▶ _Extracted material_
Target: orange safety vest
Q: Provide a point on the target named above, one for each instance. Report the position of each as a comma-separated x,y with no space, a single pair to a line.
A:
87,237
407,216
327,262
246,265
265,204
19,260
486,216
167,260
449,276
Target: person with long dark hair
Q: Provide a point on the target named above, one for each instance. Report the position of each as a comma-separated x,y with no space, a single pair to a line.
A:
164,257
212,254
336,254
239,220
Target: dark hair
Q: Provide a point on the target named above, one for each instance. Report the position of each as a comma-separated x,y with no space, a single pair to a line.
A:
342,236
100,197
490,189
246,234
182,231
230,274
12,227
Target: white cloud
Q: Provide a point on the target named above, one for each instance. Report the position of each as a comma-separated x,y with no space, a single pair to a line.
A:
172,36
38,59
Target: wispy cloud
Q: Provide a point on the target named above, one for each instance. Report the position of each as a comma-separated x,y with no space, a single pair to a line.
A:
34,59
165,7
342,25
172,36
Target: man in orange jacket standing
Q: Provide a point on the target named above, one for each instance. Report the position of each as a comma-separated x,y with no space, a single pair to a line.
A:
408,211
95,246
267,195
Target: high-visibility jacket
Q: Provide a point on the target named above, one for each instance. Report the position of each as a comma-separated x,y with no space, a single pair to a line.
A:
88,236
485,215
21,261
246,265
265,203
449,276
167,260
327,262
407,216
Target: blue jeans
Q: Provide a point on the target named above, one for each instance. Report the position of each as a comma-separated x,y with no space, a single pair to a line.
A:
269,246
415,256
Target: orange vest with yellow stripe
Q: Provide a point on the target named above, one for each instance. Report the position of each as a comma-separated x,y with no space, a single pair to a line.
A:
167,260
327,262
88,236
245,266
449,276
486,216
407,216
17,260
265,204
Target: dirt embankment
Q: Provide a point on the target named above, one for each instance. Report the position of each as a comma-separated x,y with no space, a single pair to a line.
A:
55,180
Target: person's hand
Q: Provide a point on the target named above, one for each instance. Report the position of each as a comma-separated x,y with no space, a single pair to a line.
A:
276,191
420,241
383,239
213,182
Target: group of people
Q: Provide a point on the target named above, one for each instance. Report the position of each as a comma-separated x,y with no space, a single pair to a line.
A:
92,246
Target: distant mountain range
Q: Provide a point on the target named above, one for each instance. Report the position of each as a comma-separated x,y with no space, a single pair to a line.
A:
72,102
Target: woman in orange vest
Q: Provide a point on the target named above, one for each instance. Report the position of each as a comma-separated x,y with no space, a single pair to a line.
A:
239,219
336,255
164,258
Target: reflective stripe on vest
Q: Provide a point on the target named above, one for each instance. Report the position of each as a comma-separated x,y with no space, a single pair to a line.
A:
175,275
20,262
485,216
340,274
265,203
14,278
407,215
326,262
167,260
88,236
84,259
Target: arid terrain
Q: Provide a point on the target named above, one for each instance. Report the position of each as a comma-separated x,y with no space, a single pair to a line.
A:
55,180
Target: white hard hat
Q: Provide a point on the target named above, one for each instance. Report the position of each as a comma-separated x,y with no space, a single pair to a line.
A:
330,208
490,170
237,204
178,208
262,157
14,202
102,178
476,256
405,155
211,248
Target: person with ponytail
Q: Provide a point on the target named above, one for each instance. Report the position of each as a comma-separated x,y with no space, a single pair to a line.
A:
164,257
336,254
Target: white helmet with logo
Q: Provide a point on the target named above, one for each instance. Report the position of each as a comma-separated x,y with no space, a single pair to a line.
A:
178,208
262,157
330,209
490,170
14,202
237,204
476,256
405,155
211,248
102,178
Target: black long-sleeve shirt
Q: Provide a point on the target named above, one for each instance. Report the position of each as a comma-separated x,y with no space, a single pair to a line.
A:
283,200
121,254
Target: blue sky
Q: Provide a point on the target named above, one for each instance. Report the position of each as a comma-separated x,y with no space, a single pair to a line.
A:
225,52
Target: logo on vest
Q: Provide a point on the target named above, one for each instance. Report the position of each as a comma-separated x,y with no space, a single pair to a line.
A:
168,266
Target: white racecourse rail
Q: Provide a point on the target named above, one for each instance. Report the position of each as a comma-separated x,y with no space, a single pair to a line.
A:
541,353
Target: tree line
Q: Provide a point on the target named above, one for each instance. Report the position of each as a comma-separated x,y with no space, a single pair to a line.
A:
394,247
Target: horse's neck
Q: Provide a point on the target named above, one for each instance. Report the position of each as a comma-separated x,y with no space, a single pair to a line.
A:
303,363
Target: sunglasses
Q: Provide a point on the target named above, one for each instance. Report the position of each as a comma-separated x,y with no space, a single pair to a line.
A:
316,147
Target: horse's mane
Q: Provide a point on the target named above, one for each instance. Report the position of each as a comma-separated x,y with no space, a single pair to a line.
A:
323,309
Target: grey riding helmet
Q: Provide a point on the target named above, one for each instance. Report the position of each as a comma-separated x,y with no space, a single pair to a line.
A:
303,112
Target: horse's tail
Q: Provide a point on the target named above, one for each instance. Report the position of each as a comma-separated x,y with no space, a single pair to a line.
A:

▶ _Challenge_
Could you give again exactly the lines from the line containing "Target: sunglasses" through the final line of the data above, and no others?

▶ _Written response_
Target: sunglasses
Q: Provide a point on the target named above, one for each instance. Report the position of each as a comma-separated x,y with no space, a single pair to a line.
A:
316,147
Target: horse's mane
Q: Provide a point on the target named above, one for each instance. Report the position of each as a comma-separated x,y with no space, a single pair to a line.
A:
323,309
Target: grey riding helmet
Q: Provide a point on the target named above, one for each instance. Report the position of each as a comma-separated x,y with no space, a single pair to a line.
A:
303,112
Target: horse's tail
Q: Provide a point on the target named above, one for each instance. Report the position of each as a comma-separated x,y with no space, a single pair to a line.
A:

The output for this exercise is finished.